- AUFGABENSTELLUNG A -
Nenne alle Eigennamen von Verlagen und Personen, die im folgenden Textauszug über Märchen- und Hexenillustrationen vorkommen.

- ZITIERTER TEXTAUSZUG -
+===+

Das Projekt wurde bei mir vom französischen Verlag „Les Aventuriers de l’Étrange“ angetragen und ist Teil einer Reihe, in der unterschiedliche Autoren Märchen der Gebrüder Grimm neu interpretieren. Ich mochte diese Geschichte, weil sie diesen düsteren und magischen Hintergrund hat, aber nicht zu düster und blutig ist. Ich mochte die Vorstellung von der Mutter, die ihrem Stiefsohn den Kopf abhackt und wie sich dieser in einen hübschen Vogel verwandelt und sich rächt. Ich weiß nicht genau, warum, ich habe mich einfach mit der Geschichte verbunden gefühlt.

Kürzlich ist bei Knesebeck ein Sachbuch über Hexen, geschrieben von Matt Ralphs, erschienen, das du illustriert hast. Kannst du uns ein bisschen was zu diesem Buch erzählen? Hast du eine Schwäche für Hexen und Märchenfiguren?

Ich liebe das Fantasy-Genre, deshalb fand ich es furchtbar aufregend, in die tatsächliche Geschichte der Magie einzutauchen und all die verschiedenen Arten von Hexen und magischen Personen zu zeichnen. Ich finde es ist ein wirklich spannendes Buch, das erklärt, wo der Glaube an Magie herkommt und welche magischen Formen, Verbindungen und Rituale existieren. Auch Geschichte habe ich immer schon gemocht, es war also ein perfekter Mix!

+===+

- DATENSÄTZE -
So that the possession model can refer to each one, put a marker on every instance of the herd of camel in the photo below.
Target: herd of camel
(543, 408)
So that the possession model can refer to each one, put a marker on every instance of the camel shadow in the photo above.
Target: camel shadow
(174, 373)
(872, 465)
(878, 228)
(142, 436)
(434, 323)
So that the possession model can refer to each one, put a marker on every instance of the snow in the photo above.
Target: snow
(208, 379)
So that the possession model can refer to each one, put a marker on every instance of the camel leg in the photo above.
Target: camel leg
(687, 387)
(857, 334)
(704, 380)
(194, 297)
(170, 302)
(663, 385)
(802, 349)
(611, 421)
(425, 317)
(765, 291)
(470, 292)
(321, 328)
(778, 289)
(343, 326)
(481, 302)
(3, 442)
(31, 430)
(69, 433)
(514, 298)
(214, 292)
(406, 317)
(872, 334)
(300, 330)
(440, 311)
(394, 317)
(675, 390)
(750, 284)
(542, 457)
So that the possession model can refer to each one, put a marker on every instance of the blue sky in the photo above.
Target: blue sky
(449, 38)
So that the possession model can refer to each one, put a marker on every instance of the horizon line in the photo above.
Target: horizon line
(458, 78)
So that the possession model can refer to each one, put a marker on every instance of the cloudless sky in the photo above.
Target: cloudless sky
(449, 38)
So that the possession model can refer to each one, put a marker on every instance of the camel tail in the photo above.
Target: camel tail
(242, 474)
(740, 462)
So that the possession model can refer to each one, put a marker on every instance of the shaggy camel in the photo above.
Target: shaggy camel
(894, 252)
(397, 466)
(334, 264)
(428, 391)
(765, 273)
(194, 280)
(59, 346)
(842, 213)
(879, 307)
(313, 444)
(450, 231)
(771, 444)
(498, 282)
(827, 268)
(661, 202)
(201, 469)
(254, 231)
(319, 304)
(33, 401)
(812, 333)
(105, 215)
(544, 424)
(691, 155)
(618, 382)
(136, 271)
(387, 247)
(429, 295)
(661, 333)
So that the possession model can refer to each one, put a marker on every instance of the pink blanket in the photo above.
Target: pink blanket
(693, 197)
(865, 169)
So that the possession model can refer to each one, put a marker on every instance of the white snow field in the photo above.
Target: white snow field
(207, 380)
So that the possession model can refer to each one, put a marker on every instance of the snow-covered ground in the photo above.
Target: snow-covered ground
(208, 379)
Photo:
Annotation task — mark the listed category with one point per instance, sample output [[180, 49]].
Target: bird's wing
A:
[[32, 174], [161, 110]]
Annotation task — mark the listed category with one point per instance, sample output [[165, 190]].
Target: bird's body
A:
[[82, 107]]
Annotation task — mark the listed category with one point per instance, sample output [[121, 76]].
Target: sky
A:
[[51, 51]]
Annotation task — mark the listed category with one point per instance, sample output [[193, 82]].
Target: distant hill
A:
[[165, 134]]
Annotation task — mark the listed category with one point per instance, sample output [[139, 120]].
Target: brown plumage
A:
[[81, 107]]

+===+

- AUFGABENSTELLUNG B -
Schreibe die Datensätze von der Zeile mit „ground in the photo above.“ bis zum Ende der Datensätze, beide Enden eingeschlossen, neu und setze dabei überall „Label“ für „Target“ ein. Alles Übrige bleibt unverändert.

- SCHRIFTLICHE LÖSUNG A -
- Les Aventuriers de l’Étrange
- Gebrüder Grimm
- Knesebeck
- Matt Ralphs

- SCHRIFTLICHE LÖSUNG B -
So that the possession model can refer to each one, put a marker on every instance of the snow-covered ground in the photo above.
Label: snow-covered ground
(208, 379)
Photo:
Annotation task — mark the listed category with one point per instance, sample output [[180, 49]].
Label: bird's wing
A:
[[32, 174], [161, 110]]
Annotation task — mark the listed category with one point per instance, sample output [[165, 190]].
Label: bird's body
A:
[[82, 107]]
Annotation task — mark the listed category with one point per instance, sample output [[121, 76]].
Label: sky
A:
[[51, 51]]
Annotation task — mark the listed category with one point per instance, sample output [[193, 82]].
Label: distant hill
A:
[[165, 134]]
Annotation task — mark the listed category with one point per instance, sample output [[139, 120]].
Label: brown plumage
A:
[[81, 107]]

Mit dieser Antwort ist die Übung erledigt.